--- Provided text Enclosed Below ---

This is an interesting topic and one that will not likely go away. As someone else already pointed out, patient surveys are here to stay whether Press Ganey or other forms of polling patients post admission. Scripting is nonsense. How silly I would think the staff if, as a patient, every nurse who entered my room said the same thing. As another pointed out, it is the Walmart syndrome. The first time you walk into a Walmart it's OK, by the second and third time it becomes rather annoying.
On the other hand, I don't fault administrative staff for wanting to assure that patients' needs are addressed, particularly comfort issues. I worked in acute care settings for a long time, floating to all the units of two differerent hospitals in two different states, working everywhere from the ICU units to the ER, med-surg, pediatrics and new born nursery. I have also been a patient myself a number of times. It is no secret that some basic comfort issues are not always given the attention they deserve. Small gestures can mean a lot and can in fact make a difference in the way a hospital stay is perceived regardless of the top notch care the staff has given when viewed from a clinical perspective. That is what administration is getting at and rightly so, even if their approach is rather silly. Nurses who care about patient comfort will find a way to show the patient they are interested in their needs without having to use some ridiculous scripted phrase.

--- End of Enclosed Provided text ---

> Required work:
1. In the comment on hospital patient surveys, the writer floated among the units of how many hospitals?
2. Extract the passage from the comment on patient surveys between "This is an interesting" and "becomes rather annoying.", inclusive.
3. Extend the comment on hospital patient surveys and scripted nurse phrases, starting after its final sentence.
The data that comes next is from a different source than the comment.

--- Excerpted data Enclosed Below ---

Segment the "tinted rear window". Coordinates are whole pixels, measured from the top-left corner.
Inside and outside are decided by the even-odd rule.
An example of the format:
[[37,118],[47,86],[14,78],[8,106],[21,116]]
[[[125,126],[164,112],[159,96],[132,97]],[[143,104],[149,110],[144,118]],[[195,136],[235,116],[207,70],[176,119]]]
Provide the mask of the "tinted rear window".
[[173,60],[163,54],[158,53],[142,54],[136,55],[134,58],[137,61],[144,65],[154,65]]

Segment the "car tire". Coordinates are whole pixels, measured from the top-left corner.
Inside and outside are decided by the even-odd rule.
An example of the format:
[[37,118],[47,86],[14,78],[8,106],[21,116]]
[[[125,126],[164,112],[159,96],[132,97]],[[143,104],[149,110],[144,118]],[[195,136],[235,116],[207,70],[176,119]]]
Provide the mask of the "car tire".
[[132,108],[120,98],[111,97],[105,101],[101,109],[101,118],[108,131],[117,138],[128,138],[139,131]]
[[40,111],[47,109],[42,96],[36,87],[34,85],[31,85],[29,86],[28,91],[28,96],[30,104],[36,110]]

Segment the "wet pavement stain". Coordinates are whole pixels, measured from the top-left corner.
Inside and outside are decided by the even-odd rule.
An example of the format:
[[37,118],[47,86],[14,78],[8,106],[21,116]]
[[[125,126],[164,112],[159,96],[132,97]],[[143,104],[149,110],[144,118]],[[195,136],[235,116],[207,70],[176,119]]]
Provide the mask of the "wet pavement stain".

--- End of Enclosed Excerpted data ---
--- Excerpted data Enclosed Below ---

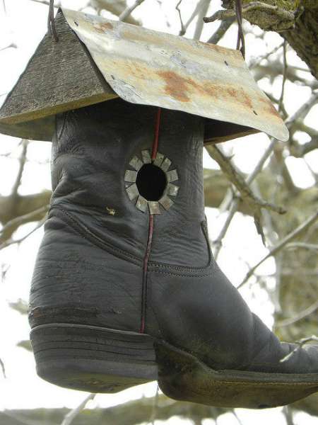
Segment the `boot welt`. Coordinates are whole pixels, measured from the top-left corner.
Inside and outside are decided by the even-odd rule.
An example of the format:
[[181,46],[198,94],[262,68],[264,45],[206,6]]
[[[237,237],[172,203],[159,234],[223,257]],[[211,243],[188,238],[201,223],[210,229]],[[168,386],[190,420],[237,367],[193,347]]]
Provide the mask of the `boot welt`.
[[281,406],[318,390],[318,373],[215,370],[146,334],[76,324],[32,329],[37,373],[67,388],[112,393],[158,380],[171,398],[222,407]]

--- End of Enclosed Excerpted data ---

> Task-by-task answers:
1. Two different hospitals, in two different states.

2.
This is an interesting topic and one that will not likely go away. As someone else already pointed out, patient surveys are here to stay whether Press Ganey or other forms of polling patients post admission. Scripting is nonsense. How silly I would think the staff if, as a patient, every nurse who entered my room said the same thing. As another pointed out, it is the Walmart syndrome. The first time you walk into a Walmart it's OK, by the second and third time it becomes rather annoying.

3.
Our agency sends out Press Ganey surveys and we get consistently high ratings. I see it as a positive reinforcement that we are doing a good job not because we asked some silly question but because we are all finding ways to make sure we are paying attention to the details. Every nurse I work with has their own style of doing that. If the fact that those surveys go out makes each of us sit up and pay attention to the fact that we are, after all taking care of human beings who are often scared, hungry, cold, in pain or distressed and who need some basic human kindness in the middle of all the machines and tests, poking and prodding, then that is, I think, a good thing.